= EXTRACT PROVIDED =

+++

Three hunters join Fish & Wildlife Board / watch out for turtles!

Snapping turtle, photographed in Rupert by Luke Groff

Governor Phil Scott has appointed Nicholas Burnham of Hartland, Neal Hogan of Bennington, and Robert Patterson of Lincoln to the Vermont Fish and Wildlife Board.

Burnham, Hogan and Patterson are passionate about Vermont’s outdoors, participating in activities ranging from backcountry skiing to mentoring new hunters. All three cite a love of hunting that began during childhood as a driver of their commitment to conservation.

“I look forward to growing, preserving and protecting all the outdoor benefits the State of Vermont offers,” said Burnham.

Fish and Wildlife Board members serve six-year terms, with one board member appointed from each of Vermont’s 14 counties. The board is a citizen panel that sets the rules regulating hunting, fishing, and trapping, informed by expert input from Vermont Fish and Wildlife Department staff.

“Each of our new board members brings a lifetime of experience to this work,” said Commissioner of Fish and Wildlife Christopher Herrick. “They appreciate Vermont’s fish, wildlife and habitats through their perspectives as hunters and anglers—and also as hikers, educators and stewards.”

In addition to the three new board members, the Governor has also appointed current board member Brad Ferland of Hardwick as the new board chair.

Turtles on the Roadway Need Your Help – Drivers should be alert, especially near ponds and wetlands, of turtles in the next few weeks.

Vermont’s turtles will be on the move this spring, and the Vermont Fish and Wildlife Department is asking for the public’s help in keeping them safe. Female turtles will be looking for places to deposit their eggs, sometimes choosing to lay them along the shoulders of roads, which can bring them into the path of motor vehicles.

+++

= MATERIAL SUPPLIED =
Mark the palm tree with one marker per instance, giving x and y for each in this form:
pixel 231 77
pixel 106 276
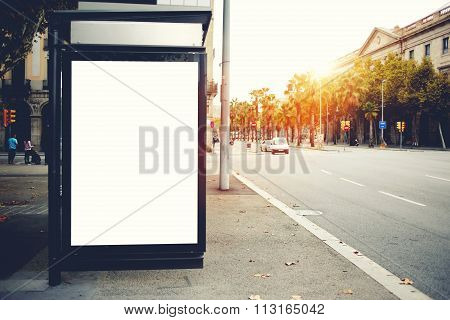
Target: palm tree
pixel 268 108
pixel 288 119
pixel 370 113
pixel 296 95
pixel 234 104
pixel 257 96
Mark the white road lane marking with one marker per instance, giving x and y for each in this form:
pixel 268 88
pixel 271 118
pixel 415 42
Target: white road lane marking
pixel 353 182
pixel 401 198
pixel 371 268
pixel 437 178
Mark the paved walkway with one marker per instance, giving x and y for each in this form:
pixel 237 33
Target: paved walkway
pixel 252 249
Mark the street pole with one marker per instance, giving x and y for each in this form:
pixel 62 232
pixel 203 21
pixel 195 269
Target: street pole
pixel 382 111
pixel 258 128
pixel 320 111
pixel 224 180
pixel 328 132
pixel 401 139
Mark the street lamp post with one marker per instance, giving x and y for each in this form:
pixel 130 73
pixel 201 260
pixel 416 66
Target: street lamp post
pixel 258 128
pixel 224 178
pixel 328 133
pixel 320 111
pixel 382 112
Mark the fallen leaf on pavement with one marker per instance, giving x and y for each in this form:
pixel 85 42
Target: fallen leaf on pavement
pixel 407 281
pixel 348 291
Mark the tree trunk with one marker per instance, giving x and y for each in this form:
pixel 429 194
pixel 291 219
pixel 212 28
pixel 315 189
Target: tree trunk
pixel 360 134
pixel 415 126
pixel 442 136
pixel 312 130
pixel 299 128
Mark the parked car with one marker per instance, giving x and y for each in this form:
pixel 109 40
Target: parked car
pixel 265 145
pixel 279 145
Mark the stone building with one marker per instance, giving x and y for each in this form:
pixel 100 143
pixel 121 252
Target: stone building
pixel 426 37
pixel 26 87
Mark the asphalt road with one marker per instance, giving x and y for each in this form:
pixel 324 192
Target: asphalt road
pixel 393 206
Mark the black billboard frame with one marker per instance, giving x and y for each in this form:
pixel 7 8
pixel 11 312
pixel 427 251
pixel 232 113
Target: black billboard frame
pixel 63 256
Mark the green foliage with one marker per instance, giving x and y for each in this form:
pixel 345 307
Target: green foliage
pixel 20 22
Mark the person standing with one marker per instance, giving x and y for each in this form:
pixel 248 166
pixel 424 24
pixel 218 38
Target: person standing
pixel 215 140
pixel 27 147
pixel 12 147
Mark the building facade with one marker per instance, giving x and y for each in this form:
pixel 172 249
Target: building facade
pixel 426 37
pixel 26 86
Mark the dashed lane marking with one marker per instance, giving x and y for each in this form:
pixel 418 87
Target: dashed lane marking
pixel 403 199
pixel 352 182
pixel 387 279
pixel 437 178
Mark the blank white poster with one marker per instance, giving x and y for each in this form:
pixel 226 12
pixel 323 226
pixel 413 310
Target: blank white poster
pixel 114 201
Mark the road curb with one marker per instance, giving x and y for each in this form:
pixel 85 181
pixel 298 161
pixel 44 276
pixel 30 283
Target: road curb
pixel 385 278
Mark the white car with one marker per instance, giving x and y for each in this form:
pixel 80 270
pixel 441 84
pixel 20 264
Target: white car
pixel 279 145
pixel 265 145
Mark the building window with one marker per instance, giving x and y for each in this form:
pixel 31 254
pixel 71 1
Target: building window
pixel 427 50
pixel 445 45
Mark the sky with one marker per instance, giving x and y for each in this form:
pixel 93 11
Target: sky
pixel 272 40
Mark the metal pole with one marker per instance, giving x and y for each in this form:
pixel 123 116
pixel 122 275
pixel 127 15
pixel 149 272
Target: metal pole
pixel 54 222
pixel 401 138
pixel 382 110
pixel 224 181
pixel 320 112
pixel 328 132
pixel 258 128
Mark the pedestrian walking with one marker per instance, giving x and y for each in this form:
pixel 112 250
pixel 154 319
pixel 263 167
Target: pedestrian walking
pixel 215 140
pixel 27 147
pixel 12 147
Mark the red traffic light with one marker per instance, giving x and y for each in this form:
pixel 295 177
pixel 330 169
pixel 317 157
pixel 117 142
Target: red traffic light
pixel 12 116
pixel 5 117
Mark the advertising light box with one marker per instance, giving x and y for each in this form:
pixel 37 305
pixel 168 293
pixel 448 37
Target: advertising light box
pixel 134 149
pixel 127 159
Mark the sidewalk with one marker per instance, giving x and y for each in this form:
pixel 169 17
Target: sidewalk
pixel 340 147
pixel 249 244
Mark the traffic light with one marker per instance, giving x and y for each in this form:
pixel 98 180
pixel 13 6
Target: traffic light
pixel 12 116
pixel 5 117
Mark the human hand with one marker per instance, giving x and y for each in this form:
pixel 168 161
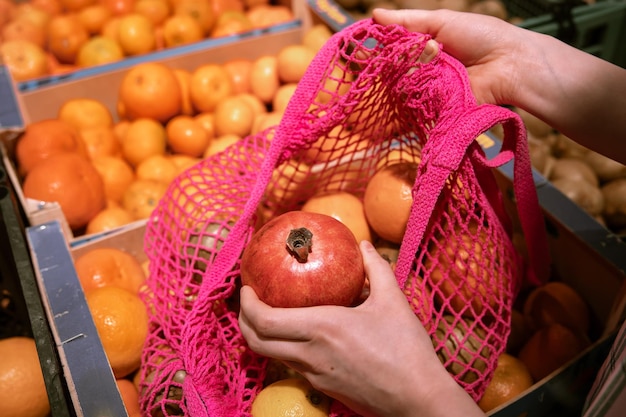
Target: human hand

+++

Could you write what comes next in the article about the Fish and Wildlife Board appointments and turtles on Vermont roads, picking up after its last sentence? These lines have nothing to do with the article about the Fish and Wildlife Board and turtles.

“Turtles often move across roads as they search for a nest site,” said Luke Groff, biologist for the Vermont Fish and Wildlife Department. “They are usually slow-moving animals, so they have a tough time making it safely across the road. Turtles grow slowly and live a long time, so losing a mature breeding female may be a huge loss to a turtle population.”

Turtle nesting activity peaks between late May and early June, and drivers are urged to keep an eye out for turtles on the road – especially when driving near ponds and wetlands.

“When you spot a turtle in the road, you may be able to help it across. First be sure you’re in a safe spot to stop and get out of your car, as human safety comes first,” said Groff. “If you’re going to move a turtle off the road, always move it in the direction it was traveling. They know where they’re going.”

Most turtles can be picked up and carried across the road. However, if the turtle has no colorful lines, spots, or other markings, it is probably a snapping turtle, so people should stay alert to avoid being bitten. Snapping turtles’ necks are long. Instead of picking up the snapper, try pushing the turtle across the road with a shovel or pulling it across the road on a car floor mat.